Locate each line of the rows below that contains the word "visor" and copy those lines. Treat case as significant.

---------- ENTRIES SHOWN ----------

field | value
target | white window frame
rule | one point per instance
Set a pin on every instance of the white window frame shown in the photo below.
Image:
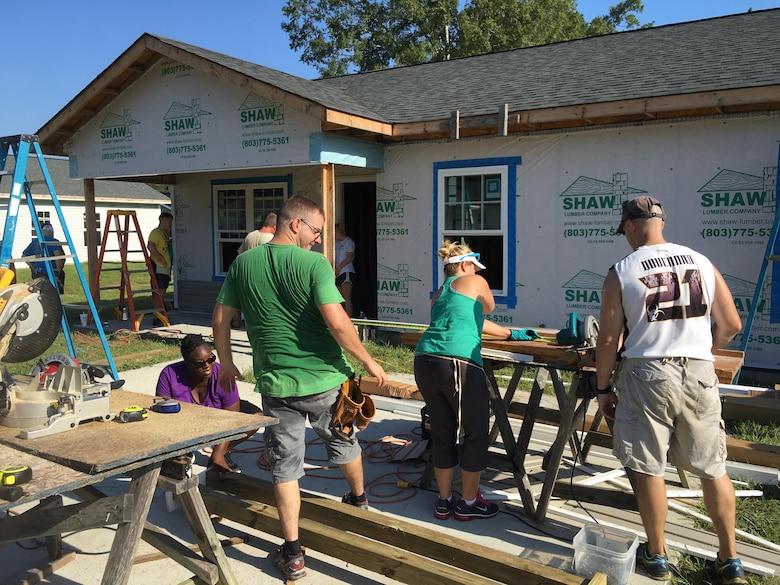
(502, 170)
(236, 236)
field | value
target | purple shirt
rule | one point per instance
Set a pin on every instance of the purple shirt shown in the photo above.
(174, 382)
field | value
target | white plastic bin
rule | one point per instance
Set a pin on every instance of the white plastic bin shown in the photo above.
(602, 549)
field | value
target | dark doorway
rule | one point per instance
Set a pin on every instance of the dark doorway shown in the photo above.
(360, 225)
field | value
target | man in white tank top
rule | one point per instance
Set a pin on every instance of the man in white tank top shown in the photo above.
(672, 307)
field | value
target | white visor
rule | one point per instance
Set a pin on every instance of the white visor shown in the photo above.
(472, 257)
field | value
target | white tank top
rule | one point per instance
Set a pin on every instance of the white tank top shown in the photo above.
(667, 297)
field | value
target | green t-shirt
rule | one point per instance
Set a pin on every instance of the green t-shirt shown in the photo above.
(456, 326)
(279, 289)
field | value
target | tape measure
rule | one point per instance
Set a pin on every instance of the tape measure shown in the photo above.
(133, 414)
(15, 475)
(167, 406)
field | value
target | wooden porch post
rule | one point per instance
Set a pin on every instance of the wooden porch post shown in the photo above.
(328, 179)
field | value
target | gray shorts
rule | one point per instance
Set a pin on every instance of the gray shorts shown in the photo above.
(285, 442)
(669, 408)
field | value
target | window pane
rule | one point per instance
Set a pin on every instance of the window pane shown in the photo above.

----------
---------- ENTRIES SHOWN ----------

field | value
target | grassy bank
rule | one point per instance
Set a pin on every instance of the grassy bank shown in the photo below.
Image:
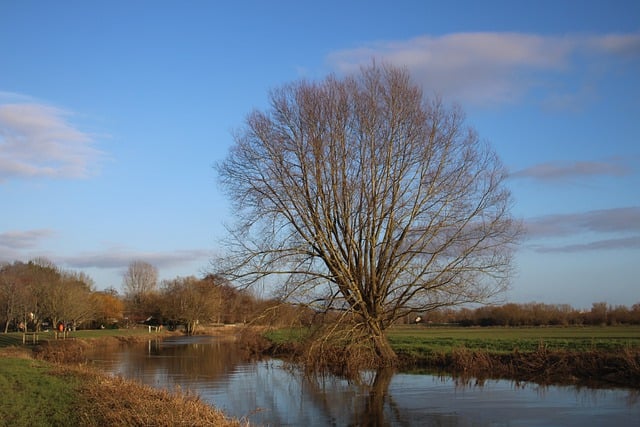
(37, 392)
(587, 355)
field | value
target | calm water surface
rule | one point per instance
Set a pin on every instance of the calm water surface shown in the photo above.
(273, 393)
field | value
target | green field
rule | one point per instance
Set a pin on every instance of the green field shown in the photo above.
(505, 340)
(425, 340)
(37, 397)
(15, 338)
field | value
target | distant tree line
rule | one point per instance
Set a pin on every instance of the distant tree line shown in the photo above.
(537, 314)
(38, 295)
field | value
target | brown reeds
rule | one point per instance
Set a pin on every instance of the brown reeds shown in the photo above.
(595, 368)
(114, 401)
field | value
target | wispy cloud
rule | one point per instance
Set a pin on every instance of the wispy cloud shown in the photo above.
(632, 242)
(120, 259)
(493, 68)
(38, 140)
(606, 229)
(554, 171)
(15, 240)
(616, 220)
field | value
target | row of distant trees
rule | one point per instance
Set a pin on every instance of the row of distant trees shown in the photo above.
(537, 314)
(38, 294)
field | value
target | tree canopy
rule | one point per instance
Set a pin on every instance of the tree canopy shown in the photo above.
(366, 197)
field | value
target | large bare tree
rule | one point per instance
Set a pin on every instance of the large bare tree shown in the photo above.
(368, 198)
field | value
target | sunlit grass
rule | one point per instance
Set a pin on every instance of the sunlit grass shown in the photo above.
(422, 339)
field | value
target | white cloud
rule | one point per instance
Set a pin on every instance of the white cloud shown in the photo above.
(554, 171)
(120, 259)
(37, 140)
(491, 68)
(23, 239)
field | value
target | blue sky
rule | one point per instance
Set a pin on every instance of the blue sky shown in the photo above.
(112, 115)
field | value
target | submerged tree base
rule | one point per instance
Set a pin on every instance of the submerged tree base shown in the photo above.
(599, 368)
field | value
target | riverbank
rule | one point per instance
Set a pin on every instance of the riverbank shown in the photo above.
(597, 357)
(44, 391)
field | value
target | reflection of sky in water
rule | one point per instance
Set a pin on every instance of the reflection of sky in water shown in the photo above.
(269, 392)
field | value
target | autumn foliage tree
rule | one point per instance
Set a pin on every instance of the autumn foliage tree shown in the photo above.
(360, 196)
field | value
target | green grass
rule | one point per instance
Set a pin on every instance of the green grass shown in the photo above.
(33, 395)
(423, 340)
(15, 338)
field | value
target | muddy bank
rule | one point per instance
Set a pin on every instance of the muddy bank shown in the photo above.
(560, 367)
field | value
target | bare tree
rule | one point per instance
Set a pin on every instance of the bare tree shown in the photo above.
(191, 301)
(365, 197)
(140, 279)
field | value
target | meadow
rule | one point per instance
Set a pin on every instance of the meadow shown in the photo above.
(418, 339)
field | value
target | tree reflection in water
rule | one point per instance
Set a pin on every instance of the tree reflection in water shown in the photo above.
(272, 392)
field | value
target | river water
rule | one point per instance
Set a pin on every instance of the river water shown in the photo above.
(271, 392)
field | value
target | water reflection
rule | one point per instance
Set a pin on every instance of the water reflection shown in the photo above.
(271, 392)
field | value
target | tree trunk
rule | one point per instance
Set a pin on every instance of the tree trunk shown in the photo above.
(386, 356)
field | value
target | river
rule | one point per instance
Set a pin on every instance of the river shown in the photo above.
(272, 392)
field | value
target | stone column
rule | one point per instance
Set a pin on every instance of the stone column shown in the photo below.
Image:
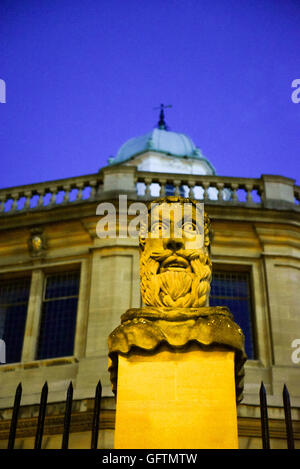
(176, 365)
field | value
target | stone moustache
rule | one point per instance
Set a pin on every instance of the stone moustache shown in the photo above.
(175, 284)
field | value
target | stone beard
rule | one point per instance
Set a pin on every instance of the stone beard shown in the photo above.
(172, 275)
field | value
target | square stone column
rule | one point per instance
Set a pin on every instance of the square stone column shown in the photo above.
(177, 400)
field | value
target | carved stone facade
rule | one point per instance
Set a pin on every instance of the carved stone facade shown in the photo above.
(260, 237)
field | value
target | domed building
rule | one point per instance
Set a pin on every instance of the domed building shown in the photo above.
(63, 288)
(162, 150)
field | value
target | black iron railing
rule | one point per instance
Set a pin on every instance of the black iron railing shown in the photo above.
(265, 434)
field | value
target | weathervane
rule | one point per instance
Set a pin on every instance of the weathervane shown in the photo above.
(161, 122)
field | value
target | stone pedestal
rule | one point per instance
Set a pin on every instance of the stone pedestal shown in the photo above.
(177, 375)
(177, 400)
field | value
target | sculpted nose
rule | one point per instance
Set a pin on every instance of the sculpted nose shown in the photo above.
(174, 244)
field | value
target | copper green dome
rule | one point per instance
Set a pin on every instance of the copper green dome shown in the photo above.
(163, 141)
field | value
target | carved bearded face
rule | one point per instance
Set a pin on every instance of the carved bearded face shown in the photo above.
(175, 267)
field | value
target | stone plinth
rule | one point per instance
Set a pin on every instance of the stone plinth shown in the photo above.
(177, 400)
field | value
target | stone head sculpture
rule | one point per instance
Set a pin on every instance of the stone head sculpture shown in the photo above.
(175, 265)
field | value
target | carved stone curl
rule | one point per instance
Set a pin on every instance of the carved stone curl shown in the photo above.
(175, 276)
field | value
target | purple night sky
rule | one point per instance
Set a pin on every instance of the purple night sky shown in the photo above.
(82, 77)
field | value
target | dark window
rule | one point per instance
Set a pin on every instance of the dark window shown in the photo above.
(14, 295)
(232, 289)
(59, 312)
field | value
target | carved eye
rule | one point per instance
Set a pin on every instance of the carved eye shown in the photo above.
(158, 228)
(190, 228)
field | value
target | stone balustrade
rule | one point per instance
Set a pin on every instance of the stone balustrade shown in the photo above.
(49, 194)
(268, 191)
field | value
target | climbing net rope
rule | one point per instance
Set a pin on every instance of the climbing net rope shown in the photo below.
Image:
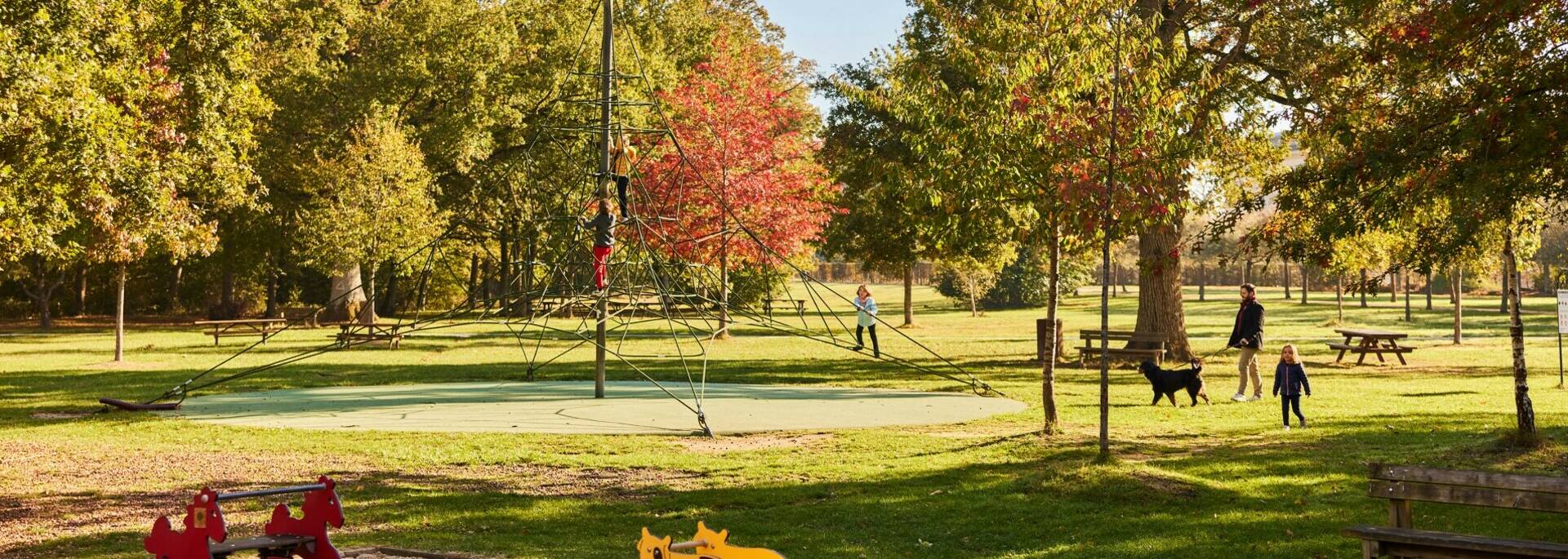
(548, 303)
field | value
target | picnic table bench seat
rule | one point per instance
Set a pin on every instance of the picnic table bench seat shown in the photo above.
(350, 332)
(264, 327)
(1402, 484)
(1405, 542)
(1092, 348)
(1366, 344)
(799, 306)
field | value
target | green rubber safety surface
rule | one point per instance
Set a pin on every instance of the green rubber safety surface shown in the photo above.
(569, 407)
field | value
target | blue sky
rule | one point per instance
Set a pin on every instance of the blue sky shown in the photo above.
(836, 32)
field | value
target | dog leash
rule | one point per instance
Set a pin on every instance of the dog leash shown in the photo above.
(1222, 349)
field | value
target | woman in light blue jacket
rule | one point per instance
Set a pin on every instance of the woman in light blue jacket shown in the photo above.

----------

→ **COMPLETED TASK**:
target | white visor
Set a pin on every instance of the white visor shown in the photo above.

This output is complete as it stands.